**SOURCE EXTRACT:**
==================================================
On the Enable Publishers screen, select only the required server (SQLServer1). Close the message if one appears. If the Publisher Properties screen appears, leave the default setting (use trusted connection) and clear the option that requests a password to connect the Publisher with the Distributor. Click OK to leave the screen and return to the Enable Publishers screen. If a message appears, click Yes to accept, then click Next.
On the Enable Publication Databases screen, select Merge for your database (ClientDB in this case), then click Next. On the Enable Subscribers screen, select your database (SQLServer2 in this case), click Next, then click Finish. Close the message window that describes Replication Monitor functionality.
Prepare for the Initial Data Synchronization (Snapshot)
After configuring foreign-key and trigger properties for my client's solution, I prepared to create the snapshot. Merge replication requires that you take an initial snapshot for all replicated tables. During the initial snapshot SQL Server adds merge triggers to each published table and adds a uniqueidentifier column to each table that doesn't already have one. SQL Server also creates a new index on the uniqueidentifier column and creates conflict and other system tables.
Merge replication adds a uniqueidentifier column with the ROWGUIDCOL property and the default value newid() to each published table and creates an index on the column. For large tables, this process can be time-consuming. It's faster to add new columns to already populated large tables, then run the initial snapshot for the publication with the affected tables. (For details, see the Microsoft article "HOW TO: Manually Synchronize Replication Subscriptions by Using Backup or Restore" at http://support.microsoft.com/kb/320499/en-us.)
In my case, data in the ClientDB database was disproportionately spread among almost 200 tables that needed replication. The majority (85 percent) of database space was concentrated in the BatchTrans table, which had more than 53 million records. The next largest table had about 5 million rows.
Table 1 shows how the data was spread among the tables in ClientDB. For my client, I wrote a DTS package that prepared structural changes in the seven largest ClientDB tables (each with more than a million rows). I ran this package only once. Even if new initial snapshots were required later, running the DTS package would be unnecessary because the tables would already have the required uniqueidentifier columns.
Configuring Publications and Generating the Initial Snapshot
After configuring the distributor and pulishers, it was time to generate the initial snapshot. To increase the performance of the Snapshot Agent for large publications (or for publications that have large tables), I recommend creating a new profile for the Snapshot Agent and using it instead of the default one. Figure 4 shows the process for creating a new Snapshot Agent profile.
==================================================
**RECORD LIST:**
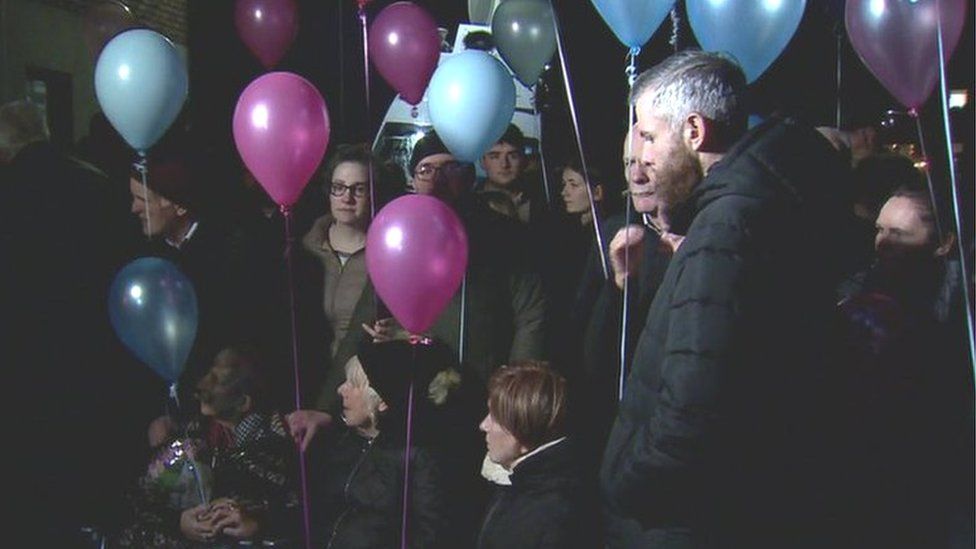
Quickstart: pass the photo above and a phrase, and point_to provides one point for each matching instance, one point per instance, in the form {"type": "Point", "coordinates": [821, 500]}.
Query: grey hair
==================================================
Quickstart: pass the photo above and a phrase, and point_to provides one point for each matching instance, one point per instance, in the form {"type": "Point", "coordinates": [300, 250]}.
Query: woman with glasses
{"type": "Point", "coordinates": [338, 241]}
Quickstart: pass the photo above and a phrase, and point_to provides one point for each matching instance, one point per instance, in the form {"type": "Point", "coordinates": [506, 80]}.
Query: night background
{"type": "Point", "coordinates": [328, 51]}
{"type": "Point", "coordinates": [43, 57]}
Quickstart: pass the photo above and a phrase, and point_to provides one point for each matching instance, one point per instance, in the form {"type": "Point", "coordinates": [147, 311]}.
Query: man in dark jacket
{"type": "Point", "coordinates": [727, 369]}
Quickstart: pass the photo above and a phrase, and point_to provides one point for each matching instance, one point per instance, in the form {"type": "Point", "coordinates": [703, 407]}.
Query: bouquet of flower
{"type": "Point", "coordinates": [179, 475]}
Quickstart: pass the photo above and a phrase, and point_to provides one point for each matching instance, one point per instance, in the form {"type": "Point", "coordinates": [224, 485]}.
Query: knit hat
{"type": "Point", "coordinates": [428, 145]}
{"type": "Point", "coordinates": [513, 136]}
==================================================
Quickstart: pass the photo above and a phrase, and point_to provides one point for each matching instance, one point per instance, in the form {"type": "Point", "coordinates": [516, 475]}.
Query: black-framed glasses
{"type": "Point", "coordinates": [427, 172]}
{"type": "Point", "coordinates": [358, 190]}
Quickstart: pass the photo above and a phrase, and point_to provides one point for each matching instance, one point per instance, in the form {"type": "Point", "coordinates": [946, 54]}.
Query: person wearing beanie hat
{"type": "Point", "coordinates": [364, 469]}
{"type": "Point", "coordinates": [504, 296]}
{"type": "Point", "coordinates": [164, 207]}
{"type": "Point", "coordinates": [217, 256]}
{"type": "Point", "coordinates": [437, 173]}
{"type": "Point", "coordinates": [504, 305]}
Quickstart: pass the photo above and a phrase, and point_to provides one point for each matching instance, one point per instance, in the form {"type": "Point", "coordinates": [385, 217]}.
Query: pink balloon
==================================================
**EXERCISES:**
**A)** According to the replication walkthrough, how many records did the BatchTrans table hold?
**B)** Reproduce the stretch of the replication walkthrough from "Configuring Publications and" through "Snapshot Agent profile.", word for word.
**C)** List the titles of all the wizard steps the replication walkthrough names.

**ANSWERS:**
**A)** More than 53 million records.

**B)**
Configuring Publications and Generating the Initial Snapshot
After configuring the distributor and pulishers, it was time to generate the initial snapshot. To increase the performance of the Snapshot Agent for large publications (or for publications that have large tables), I recommend creating a new profile for the Snapshot Agent and using it instead of the default one. Figure 4 shows the process for creating a new Snapshot Agent profile.

**C)** Enable Publishers, Publisher Properties, Enable Publication Databases, Enable Subscribers